### [Extract]
»»
General Tso Tsungtang, or as his name is spelled in modern Pinyin,
Zuo Zongtang, was born on Nov. 10, 1812, and died on Sept. 5, 1885.
He was a frighteningly gifted military leader during the waning of the
Qing dynasty, a figure perhaps the Chinese equivalent of the American
Civil War commander William Tecumseh Sherman. He served with brilliant
distinction during China's greatest civil war, the 14-year-long Taiping
Rebellion, which claimed millions of lives.
Tso was utterly ruthless. He smashed the Taiping rebels in four provinces,
put down an unrelated revolt called the Nian Rebellion, then marched west
and reconquered Chinese Turkestan from Muslim rebels.
Arthur W. Hummel devotes five double-columned pages to the general in the
monumental 1944 "Eminent Chinese of the Ch'ing Period (1644-1912)"
published by the Library of Congress.
Tso emerges from several sources as a self-made man, born in Hunan
province, a hilly hot-tempered heartland, whose cuisine rivals that
of Sichuan for sheer firepower. (While Sichuan food is hot right up
front, in the mouth, in your face; Hunanese cuisine tends to build
up inside you, like a slow charcoal fire, until you feel as though
your belly is filled with burning coals.)
As a young man Tso flunked the official court exams three times,
a terrible disgrace. He returned home, married and devoted himself
to practical studies, like agriculture and geography. He took up
silkworm farming and tea farming and chose a gentle sobriquet,
calling himself "The Husbandman of the River Hsiang." Like Sherman,
stuck teaching at a military academy in Louisiana on the eve of the
Civil War, he seemed washed up.
He was 38 when the Taiping Rebellion broke out in 1850. For the
rest of his life, Tso would wield the sword, becoming one of the
most remarkably successful military commanders in Chinese history.
The Taiping Rebellion -- a movement that in part advocated Christian
doctrine -- nearly toppled the Qing dynasty. It was founded by
Hong Xiuquan, a Chinese mystic who believed he was the younger
brother of Jesus. The whole astonishing episode has been described
admirably by Yale scholar Jonathan Spence in his "God's Chinese Son."
(Norton, 1996).
Tso made war, and war made Tso. He began his military career as an
adjutant and secretary for the governor of Hunan province. He raised
a force of 5,000 volunteers and took the field in September 1860,
driving the Taiping rebels out of Hunan and Guangxi provinces, into
coastal Zhejiang. There he captured the big cities of Shaoxing, still
famous for its sherrylike rice wine. From there he pushed south into
Fujian and Guangdong provinces, where the revolt had first begun and
spread, and had crushed the Taipings by the time the rebellion ended
in 1864.
The Taiping Rebellion was the greatest upheaval in 19th century China.
««
### [Data provided]
»»
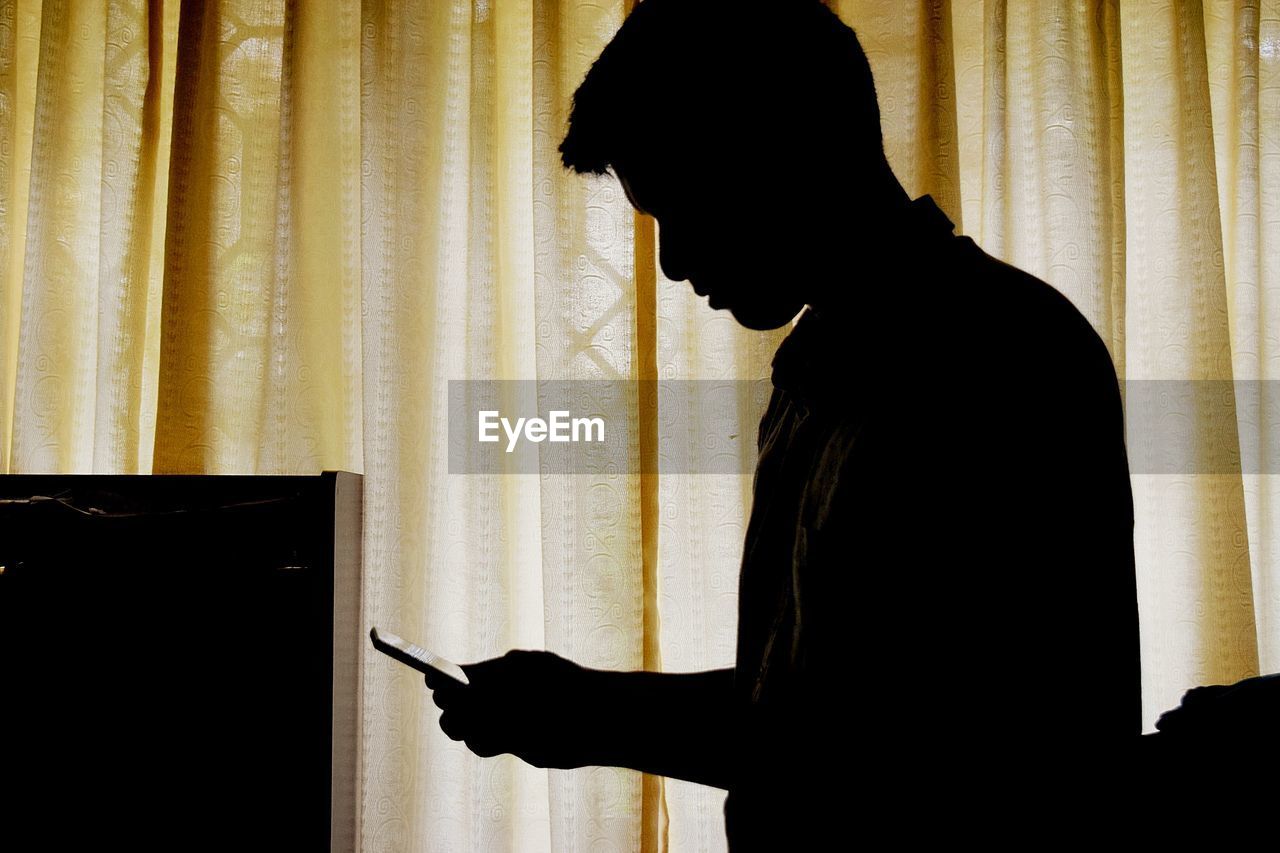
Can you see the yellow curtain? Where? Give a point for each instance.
(261, 236)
««
### [Description of the task]
Extend the account of General Tso, picking up after its last sentence about the Taiping Rebellion being the greatest upheaval in 19th-century China.

### [Exercise answer]
It caused massive displacements and shifts in population. Hundreds of
thousands of people fled or emigrated, many to America, where they worked
building the transcontinental railroad, which was completed in 1869.
It would be possible to leave the story here and say that General Tso's
Chicken simply honors a great personality, just as Arthur Wellesley, the
Duke of Wellington, is honored in Beef Wellington; Pavel Stroganoff,
a 19th-century Russian diplomat, in Beef Stroganoff; Count Charles de
Nesselrode (another 19th-century Russian diplomat) in Nesselrode Pudding,;
or Australian opera singer Nellie Melba in the dessert, Peach Melba.
Indeed some believe it quite likely that the dish was whipped up for the
general after some signal victory, just as Chicken Marengo was whipped
up for Napoleon after he defeated the Austrians at Marengo on June 14,
1800.
Still, the recipe is not particularly original -- the ingredients are
used in many stir-fry Chinese dishes -- and the dark meat chicken argues
for a humbler origin. It's a poor man's dish, not a feast for a field
marshal.
Is it possible that, struggling to carve out a new life in America
under backbreaking adversities, and having heard of the sword skills
of the remorseless General Tso (who had the top leaders of the Nian
Rebellion executed with the proverbial "death of 10,000 cuts"), the
overseas exiles indulged in some gallows-humor about their old enemy?
That the chopped-up chicken dish may have gotten its name from the
sliced and diced victims of Tso's grim reprisals?
This might conceivably explain why General Tso's Chicken is very
much an overseas Chinese dish, filtering the hot, peppery taste of
Hunan cuisine, through the sweetening process of Cantonese cooking.
Most of the immigrants to America came from coastal regions: Shanghai
and Canton.
Tso Much For That
The details of Tso's life are easy to document. But how the chicken
got named for him is another matter. In "Chinese Kitchen" (Morrow, 1999),
author Eileen Yin-Fei Lo says that dish is a Hunan classic called
"chung ton gai," or "ancestor meeting place chicken."
But to others, General Tso's chicken recipe may be no more ancient
than 1972, and may have more in common with Manhattan than with mainland
China. On "The Definitive General Tso's Chicken Page"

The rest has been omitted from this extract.